## Work instruction:
Write out each entry below exactly; the images do not belong in your copy.

## Entries shown:
★ ★ ★ ★ ★
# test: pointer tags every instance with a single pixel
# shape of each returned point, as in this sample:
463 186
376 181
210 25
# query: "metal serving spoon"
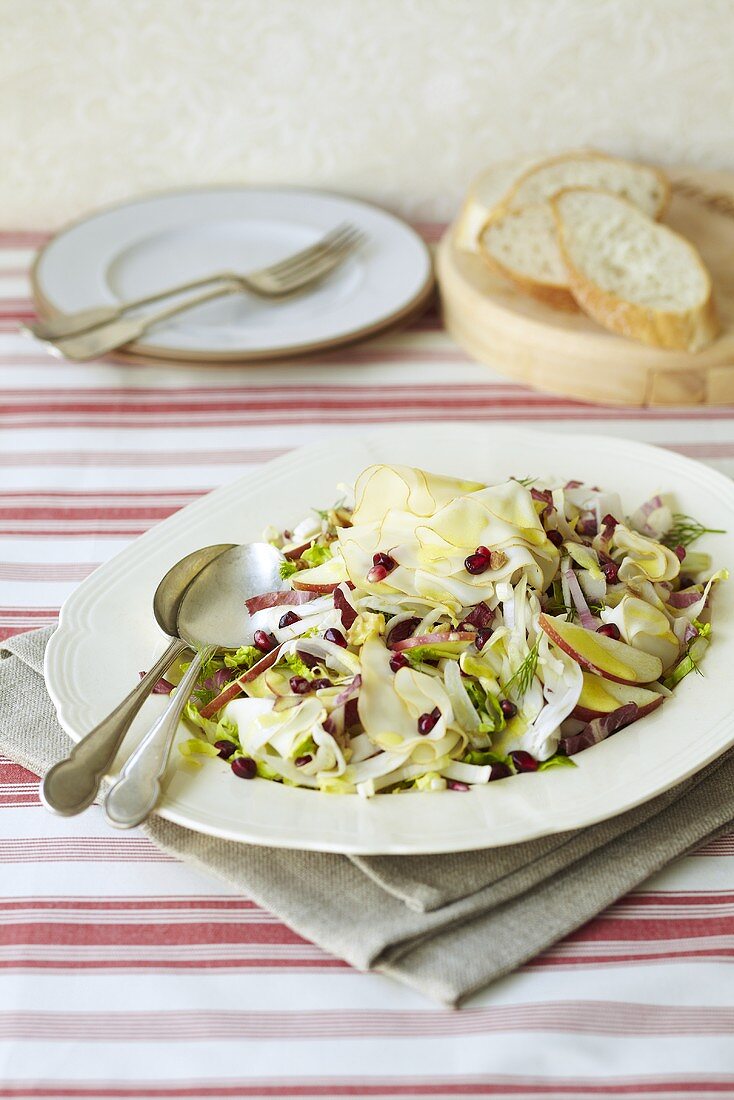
★ ★ ★ ★ ★
## Written reply:
# test: pointer tags every instance with a single pixel
# shape of each returned point, as in this sample:
463 186
376 181
210 25
# query: "metal serving spoon"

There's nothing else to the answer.